Dernière page admirable d’un portrait merveilleux, et, comme je l’ai dit tout d’abord, d’une réalité absolue. Pas un trait qui donne à Mme Arnoux le moindre faux air romanesque, romantique, « lyrique », comme dit Flaubert. Mme Arnoux n’est pas éloquente, elle n’est pas spirituelle, elle n’a pas d’attitude, elle ne parle jamais du devoir, elle parle à peine de son amour. Elle est bonne petite bourgeoise de la tête aux pieds. Elle est la simplicité même. Nous l’avons tous rencontrée, tous vue passer près de nous, et probablement jugée insignifiante. Seulement elle est de nature droite, d’imagination calme, respectueuse de soi sans admiration pour elle-même ; profondément aimante, et tout cela fait, en toute simplicité, un personnage charmant et presque héroïque. Pour mesurer la différence et des conceptions et des procédés, songez à la femme honnête du Lis dans la vallée, de Balzac, Mme de Mortsauf, et voyez comme le romantisme et le mauvais goût de Balzac ont gâté un beau portrait. Jamais Flaubert n’a eu le sens du vrai plus vif et le goût plus sûr que dans le portrait de Mme Arnoux.

 

Frédéric Moreau est le type du petit bourgeois assez bien doué, assez intelligent, de quelque distinction naturelle, de bonne éducation, et absolument dénué de toute force de caractère. Il est « l’homme de toutes les faiblesses », comme dit Flaubert, un peu trop tard peut-être, au cours du roman. Il est l’homme qui « se promet tous les soirs d’être hardi » et qui se promet tous les matins d’être quelque chose. Il est doué d’une merveilleuse inaptitude à l’action. Être mou et veule, il aurait quelque trait de ressemblance avec Bovary. Seulement, ayant un peu d’intelligence et l’imagination, c’est un inactif agité, et il est inactif dans l’agitation, comme Bovary est inactif dans les torpeurs de l’habitude. Du reste être passif, lui aussi, et qui dépend de ses amis, de ses maîtresses, de ses relations, des circonstances, et de tout, excepté de lui-même. C’est merveille comme il fait le propos d’être philosophe sous l’influence d’un ami, journaliste à l’instigation d’un autre, homme politique sous l’impulsion des événements de 48 ; comme il prête à l’un, promet à l’autre, donne à celui-ci la somme qu’il a mise en réserve pour celui-là, et s’aperçoit seulement à cinquante ans qu’il a vécu en zigzag et qu’il était né avec la vocation impérieuse de ne rien faire.

= Défi 1 =
D'après l'extrait, de quoi Frédéric Moreau dépend-il ? Énumérez chaque élément nommé, sans compter « de tout ».

= Enregistrements à traiter =
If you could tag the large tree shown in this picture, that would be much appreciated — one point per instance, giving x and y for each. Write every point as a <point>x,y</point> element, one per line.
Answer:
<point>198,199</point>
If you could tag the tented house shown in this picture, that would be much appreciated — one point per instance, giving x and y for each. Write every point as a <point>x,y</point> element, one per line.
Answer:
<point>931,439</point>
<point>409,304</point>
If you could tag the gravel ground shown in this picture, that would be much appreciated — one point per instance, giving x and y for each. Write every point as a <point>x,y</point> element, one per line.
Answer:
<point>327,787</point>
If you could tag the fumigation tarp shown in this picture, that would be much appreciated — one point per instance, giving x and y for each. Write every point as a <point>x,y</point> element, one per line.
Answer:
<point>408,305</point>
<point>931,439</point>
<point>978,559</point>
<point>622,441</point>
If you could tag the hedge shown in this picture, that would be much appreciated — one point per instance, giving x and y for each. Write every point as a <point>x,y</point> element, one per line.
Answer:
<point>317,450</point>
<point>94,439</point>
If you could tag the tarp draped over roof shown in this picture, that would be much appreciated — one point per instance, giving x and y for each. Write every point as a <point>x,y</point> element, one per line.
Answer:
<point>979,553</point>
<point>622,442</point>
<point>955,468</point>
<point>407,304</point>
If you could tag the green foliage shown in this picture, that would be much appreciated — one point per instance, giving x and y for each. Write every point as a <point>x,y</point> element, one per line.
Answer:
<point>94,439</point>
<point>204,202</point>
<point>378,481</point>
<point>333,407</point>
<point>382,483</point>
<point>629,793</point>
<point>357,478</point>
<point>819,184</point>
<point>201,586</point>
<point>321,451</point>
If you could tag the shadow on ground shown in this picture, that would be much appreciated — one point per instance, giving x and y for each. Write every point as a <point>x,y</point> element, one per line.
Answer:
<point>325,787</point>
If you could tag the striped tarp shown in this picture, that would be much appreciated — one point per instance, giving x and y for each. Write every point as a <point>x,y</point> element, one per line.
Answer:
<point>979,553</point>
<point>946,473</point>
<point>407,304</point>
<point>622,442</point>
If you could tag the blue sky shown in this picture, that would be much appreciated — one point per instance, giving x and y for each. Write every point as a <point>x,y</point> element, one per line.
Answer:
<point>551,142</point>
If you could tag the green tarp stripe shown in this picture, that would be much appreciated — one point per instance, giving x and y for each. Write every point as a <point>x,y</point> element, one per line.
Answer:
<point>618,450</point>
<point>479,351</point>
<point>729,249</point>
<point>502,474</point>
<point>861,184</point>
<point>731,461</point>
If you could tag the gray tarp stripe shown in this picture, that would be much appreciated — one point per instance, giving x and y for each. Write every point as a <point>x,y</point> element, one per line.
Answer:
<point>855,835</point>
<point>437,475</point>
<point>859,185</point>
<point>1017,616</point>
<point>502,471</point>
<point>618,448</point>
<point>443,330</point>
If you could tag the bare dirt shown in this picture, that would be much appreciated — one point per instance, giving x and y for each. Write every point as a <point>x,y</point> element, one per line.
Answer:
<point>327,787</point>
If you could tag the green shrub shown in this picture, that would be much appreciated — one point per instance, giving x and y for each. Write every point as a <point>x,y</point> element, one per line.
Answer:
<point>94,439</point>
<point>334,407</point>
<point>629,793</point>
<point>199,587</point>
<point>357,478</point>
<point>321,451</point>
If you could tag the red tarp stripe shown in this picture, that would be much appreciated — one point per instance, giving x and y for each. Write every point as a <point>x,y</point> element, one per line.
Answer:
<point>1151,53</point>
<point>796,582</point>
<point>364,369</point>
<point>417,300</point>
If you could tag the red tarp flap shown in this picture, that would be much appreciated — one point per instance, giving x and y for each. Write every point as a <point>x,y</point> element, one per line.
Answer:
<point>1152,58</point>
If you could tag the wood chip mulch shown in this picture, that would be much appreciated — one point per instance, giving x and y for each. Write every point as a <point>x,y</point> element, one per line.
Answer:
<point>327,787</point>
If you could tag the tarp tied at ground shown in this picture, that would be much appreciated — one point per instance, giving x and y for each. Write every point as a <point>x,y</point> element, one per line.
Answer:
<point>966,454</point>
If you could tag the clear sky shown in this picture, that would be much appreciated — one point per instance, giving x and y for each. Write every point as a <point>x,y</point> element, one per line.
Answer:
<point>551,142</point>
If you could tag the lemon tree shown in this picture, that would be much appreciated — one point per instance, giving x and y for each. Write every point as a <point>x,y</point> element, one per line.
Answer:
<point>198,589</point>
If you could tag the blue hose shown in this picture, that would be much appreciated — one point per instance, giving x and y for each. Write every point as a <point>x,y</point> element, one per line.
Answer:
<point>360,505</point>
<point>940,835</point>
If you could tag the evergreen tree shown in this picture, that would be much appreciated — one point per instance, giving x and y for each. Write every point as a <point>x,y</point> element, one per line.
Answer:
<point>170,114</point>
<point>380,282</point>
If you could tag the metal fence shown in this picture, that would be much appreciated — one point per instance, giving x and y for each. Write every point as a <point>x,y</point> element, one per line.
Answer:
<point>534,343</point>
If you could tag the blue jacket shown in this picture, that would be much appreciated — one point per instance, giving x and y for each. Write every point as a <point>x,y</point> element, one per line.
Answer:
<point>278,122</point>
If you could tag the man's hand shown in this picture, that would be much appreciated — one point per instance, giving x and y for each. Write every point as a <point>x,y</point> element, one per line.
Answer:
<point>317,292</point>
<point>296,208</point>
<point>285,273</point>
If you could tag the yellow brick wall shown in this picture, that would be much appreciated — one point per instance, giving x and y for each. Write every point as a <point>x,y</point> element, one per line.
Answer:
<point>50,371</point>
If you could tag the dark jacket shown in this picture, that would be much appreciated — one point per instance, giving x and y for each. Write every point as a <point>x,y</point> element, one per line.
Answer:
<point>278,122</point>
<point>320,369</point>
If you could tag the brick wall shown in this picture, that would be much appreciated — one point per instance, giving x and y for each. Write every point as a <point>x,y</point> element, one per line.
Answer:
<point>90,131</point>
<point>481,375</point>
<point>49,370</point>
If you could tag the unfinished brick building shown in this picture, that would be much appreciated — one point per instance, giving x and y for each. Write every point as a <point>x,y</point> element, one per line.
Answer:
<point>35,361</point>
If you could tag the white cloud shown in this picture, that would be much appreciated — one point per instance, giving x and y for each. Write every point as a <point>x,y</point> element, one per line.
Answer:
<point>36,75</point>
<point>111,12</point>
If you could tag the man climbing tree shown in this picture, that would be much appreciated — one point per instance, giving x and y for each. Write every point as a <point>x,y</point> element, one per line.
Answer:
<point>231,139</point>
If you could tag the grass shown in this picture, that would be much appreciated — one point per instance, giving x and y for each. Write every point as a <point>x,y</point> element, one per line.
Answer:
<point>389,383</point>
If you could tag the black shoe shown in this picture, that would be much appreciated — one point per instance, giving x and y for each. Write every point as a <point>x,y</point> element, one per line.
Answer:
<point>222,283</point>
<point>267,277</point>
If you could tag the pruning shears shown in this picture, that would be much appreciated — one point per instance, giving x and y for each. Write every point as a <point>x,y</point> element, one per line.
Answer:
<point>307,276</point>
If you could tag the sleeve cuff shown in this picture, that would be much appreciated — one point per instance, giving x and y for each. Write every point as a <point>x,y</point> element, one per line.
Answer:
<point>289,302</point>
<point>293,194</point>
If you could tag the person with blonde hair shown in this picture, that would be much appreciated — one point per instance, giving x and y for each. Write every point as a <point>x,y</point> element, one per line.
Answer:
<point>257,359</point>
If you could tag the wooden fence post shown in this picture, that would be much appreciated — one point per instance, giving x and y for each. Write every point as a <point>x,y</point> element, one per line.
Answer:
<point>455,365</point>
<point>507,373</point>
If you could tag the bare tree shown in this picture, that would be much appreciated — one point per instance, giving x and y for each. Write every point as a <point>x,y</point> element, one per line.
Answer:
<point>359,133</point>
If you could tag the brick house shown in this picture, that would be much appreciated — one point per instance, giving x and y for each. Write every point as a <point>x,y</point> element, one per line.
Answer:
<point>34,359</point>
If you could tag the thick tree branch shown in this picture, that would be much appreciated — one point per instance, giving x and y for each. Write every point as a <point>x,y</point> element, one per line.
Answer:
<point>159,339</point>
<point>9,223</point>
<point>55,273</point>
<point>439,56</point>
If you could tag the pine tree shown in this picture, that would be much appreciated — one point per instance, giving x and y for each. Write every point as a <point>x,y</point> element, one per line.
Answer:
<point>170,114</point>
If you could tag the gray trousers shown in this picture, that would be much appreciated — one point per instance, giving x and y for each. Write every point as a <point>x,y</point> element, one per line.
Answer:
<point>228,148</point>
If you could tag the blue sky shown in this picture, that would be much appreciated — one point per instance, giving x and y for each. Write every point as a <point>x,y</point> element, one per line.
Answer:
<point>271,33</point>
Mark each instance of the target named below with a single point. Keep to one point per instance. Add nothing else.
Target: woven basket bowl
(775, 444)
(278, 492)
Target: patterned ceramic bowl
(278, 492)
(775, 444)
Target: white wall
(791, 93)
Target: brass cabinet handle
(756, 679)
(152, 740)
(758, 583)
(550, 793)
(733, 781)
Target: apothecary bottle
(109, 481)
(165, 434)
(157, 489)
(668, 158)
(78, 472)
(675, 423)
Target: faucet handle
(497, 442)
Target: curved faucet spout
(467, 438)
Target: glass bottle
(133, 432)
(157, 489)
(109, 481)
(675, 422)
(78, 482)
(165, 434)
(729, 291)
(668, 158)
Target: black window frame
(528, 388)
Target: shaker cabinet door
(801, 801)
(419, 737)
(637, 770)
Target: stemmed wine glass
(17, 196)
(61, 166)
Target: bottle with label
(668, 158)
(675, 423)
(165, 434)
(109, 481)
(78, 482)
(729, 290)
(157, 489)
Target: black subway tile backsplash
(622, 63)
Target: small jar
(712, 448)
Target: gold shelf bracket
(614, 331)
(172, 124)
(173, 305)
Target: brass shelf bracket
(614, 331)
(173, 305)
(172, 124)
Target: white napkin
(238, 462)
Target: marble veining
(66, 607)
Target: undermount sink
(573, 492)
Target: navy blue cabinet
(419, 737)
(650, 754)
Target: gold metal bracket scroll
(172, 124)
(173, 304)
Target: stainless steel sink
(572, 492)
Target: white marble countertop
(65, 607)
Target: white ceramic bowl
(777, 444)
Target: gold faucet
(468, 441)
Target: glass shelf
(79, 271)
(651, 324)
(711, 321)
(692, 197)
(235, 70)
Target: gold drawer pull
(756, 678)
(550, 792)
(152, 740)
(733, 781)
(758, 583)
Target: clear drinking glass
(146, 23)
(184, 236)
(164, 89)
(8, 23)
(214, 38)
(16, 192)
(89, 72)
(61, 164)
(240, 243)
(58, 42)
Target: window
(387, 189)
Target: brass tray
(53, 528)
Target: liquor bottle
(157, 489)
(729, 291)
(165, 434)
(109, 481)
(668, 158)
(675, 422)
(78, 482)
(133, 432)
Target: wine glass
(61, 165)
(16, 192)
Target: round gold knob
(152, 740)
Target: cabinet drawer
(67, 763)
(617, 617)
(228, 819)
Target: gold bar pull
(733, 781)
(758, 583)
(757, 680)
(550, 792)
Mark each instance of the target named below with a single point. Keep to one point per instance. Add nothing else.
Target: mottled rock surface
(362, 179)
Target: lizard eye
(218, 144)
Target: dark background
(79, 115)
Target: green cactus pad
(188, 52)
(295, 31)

= Défi 2 =
Mettez à jour les lignes des enregistrements en commençant par celle qui contient « If you could tag the tarp tied » et en finissant par celle qui contient « <point>966,454</point> ». Remplacez « tarp tied at ground » par « tarp secured at ground » sans rien modifier d'autre.

= Réponse 1 =
- ses amis
- ses maîtresses
- ses relations
- les circonstances

= Réponse 2 =
If you could tag the tarp secured at ground shown in this picture, that would be much appreciated — one point per instance, giving x and y for each. Write every point as a <point>x,y</point> element, one per line.
Answer:
<point>966,454</point>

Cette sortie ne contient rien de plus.